- Task description: State how many lines of the records contain the word "green", treating uppercase and lowercase letters as distinct, and give only the number.

___ Available records

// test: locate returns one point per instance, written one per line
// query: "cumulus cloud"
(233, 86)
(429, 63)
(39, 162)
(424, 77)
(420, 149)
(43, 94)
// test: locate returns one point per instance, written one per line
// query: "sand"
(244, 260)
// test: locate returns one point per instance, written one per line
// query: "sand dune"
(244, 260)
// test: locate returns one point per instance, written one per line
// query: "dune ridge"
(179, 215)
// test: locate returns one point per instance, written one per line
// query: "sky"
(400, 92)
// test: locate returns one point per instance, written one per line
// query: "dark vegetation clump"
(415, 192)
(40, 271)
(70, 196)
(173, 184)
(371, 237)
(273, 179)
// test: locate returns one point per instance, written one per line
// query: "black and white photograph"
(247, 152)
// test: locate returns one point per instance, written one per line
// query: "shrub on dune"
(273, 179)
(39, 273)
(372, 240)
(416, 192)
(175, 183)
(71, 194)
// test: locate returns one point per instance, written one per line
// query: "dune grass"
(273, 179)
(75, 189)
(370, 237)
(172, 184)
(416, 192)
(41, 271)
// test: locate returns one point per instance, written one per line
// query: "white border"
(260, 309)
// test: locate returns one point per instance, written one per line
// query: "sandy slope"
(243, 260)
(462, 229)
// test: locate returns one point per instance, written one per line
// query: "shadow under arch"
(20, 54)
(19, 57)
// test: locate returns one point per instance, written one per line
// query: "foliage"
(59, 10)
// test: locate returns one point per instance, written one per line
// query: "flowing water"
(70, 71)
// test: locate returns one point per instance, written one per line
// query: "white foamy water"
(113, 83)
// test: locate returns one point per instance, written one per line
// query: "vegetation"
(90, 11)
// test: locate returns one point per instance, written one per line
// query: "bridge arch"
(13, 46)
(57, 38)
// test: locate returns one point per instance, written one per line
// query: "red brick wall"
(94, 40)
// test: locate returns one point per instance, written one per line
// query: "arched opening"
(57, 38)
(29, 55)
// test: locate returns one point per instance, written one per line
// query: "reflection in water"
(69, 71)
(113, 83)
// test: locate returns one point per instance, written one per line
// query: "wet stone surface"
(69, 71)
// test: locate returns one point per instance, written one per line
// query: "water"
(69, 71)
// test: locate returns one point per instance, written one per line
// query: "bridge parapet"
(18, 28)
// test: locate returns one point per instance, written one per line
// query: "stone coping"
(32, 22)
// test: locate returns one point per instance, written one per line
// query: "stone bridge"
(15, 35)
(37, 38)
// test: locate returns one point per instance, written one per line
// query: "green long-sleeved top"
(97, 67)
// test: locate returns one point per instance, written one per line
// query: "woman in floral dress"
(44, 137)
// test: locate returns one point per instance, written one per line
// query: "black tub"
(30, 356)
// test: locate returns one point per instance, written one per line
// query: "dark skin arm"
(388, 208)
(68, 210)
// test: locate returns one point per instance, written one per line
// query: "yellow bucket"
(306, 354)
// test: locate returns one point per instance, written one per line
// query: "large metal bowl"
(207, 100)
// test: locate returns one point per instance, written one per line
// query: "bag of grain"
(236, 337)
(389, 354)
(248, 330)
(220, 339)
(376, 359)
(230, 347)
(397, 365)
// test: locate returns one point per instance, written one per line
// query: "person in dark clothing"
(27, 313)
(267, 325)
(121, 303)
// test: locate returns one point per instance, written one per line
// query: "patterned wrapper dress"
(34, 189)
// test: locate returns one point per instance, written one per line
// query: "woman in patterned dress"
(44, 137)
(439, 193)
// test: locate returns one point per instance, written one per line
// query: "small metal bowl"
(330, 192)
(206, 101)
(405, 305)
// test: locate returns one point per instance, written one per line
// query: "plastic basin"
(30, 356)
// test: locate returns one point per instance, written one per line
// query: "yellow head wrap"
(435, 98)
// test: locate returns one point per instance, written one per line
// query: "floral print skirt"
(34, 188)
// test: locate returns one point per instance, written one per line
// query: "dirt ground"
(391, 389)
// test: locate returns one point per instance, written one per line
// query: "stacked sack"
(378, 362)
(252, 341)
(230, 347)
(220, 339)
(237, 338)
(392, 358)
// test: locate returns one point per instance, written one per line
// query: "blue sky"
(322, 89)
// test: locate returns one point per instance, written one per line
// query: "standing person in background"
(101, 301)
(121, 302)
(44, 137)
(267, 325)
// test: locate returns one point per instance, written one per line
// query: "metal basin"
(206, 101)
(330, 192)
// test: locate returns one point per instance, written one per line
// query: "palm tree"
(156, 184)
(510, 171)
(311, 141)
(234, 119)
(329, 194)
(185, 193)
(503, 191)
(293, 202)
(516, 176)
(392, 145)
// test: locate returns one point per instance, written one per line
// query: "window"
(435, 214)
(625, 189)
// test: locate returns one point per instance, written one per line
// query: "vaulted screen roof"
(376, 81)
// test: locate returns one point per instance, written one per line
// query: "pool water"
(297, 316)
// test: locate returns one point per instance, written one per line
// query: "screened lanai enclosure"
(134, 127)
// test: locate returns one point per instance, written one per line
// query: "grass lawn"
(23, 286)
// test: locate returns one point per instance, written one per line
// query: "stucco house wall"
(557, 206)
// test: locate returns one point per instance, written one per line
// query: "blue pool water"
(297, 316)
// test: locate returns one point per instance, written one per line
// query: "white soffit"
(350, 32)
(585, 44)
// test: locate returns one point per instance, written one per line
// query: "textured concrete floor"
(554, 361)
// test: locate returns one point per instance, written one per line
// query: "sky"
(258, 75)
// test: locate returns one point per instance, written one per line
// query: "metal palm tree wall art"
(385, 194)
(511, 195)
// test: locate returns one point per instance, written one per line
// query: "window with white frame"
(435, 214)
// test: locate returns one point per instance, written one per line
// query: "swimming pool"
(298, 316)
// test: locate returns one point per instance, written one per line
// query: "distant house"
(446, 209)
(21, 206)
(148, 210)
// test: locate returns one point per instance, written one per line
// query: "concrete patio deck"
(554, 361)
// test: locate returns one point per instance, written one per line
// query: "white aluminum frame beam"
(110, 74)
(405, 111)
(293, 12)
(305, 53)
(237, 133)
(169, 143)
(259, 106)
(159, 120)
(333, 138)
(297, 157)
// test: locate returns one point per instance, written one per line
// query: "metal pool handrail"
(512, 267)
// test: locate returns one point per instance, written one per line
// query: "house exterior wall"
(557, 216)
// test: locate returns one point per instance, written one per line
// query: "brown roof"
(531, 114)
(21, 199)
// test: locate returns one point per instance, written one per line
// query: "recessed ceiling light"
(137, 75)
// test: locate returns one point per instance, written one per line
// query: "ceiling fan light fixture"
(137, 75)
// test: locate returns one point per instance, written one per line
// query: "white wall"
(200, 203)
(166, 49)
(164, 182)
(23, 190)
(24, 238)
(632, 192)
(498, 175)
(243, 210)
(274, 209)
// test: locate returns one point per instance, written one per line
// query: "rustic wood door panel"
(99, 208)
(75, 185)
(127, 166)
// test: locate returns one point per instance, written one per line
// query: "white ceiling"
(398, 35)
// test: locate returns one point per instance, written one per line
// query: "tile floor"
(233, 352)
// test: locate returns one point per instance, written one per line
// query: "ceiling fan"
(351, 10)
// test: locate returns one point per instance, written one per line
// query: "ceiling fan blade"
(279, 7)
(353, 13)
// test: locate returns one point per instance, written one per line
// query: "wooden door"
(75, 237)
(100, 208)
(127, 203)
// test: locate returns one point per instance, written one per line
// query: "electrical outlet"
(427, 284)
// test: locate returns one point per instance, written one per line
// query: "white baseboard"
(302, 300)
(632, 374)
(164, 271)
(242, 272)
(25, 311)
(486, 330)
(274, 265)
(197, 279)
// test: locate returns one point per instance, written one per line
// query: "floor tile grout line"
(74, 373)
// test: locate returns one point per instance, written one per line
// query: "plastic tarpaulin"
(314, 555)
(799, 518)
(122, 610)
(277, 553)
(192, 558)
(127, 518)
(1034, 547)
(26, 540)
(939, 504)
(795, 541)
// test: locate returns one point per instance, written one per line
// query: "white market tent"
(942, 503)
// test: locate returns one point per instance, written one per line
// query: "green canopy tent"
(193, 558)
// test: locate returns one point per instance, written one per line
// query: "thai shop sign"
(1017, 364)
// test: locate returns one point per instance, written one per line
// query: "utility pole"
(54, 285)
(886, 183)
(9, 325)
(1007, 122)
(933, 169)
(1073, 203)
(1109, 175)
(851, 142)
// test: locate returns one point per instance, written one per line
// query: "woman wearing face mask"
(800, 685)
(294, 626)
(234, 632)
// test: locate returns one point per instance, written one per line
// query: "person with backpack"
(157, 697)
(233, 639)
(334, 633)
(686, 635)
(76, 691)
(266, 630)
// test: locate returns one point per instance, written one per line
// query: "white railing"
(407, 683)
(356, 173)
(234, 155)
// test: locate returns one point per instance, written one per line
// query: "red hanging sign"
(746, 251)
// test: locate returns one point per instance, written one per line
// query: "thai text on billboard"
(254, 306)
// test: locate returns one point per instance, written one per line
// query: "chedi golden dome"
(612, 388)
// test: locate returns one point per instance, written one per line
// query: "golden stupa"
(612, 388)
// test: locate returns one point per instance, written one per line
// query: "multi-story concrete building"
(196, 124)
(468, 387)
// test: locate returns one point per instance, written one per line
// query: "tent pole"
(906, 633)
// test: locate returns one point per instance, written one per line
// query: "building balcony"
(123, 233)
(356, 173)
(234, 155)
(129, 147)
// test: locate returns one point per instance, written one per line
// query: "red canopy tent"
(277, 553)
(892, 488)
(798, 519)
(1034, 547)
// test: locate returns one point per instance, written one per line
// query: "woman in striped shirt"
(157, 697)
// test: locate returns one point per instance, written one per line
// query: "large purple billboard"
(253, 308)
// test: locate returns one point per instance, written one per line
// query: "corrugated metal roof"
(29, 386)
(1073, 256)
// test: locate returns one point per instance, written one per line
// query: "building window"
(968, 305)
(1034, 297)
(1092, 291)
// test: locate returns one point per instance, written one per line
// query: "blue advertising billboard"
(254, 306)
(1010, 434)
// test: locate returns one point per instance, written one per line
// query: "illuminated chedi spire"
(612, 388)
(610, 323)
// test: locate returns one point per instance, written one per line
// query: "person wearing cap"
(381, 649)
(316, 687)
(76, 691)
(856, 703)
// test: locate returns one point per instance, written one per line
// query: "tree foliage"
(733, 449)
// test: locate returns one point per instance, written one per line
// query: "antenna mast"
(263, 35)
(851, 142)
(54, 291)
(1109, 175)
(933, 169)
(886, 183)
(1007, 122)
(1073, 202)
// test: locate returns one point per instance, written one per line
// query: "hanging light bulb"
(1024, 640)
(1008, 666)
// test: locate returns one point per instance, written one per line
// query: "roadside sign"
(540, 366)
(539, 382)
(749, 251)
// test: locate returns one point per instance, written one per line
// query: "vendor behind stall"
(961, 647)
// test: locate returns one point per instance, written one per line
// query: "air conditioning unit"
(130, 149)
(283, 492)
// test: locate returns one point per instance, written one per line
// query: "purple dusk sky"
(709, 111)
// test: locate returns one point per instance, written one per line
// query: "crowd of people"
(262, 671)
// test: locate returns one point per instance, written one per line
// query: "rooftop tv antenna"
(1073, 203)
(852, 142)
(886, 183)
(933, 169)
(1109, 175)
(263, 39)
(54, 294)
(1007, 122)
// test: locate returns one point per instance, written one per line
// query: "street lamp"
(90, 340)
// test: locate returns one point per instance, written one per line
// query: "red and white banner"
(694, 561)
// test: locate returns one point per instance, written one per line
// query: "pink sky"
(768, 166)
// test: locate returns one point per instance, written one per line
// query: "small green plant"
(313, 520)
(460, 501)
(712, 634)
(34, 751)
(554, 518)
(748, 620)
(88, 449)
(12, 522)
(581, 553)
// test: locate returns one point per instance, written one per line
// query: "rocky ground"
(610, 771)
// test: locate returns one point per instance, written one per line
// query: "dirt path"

______

- Response: 3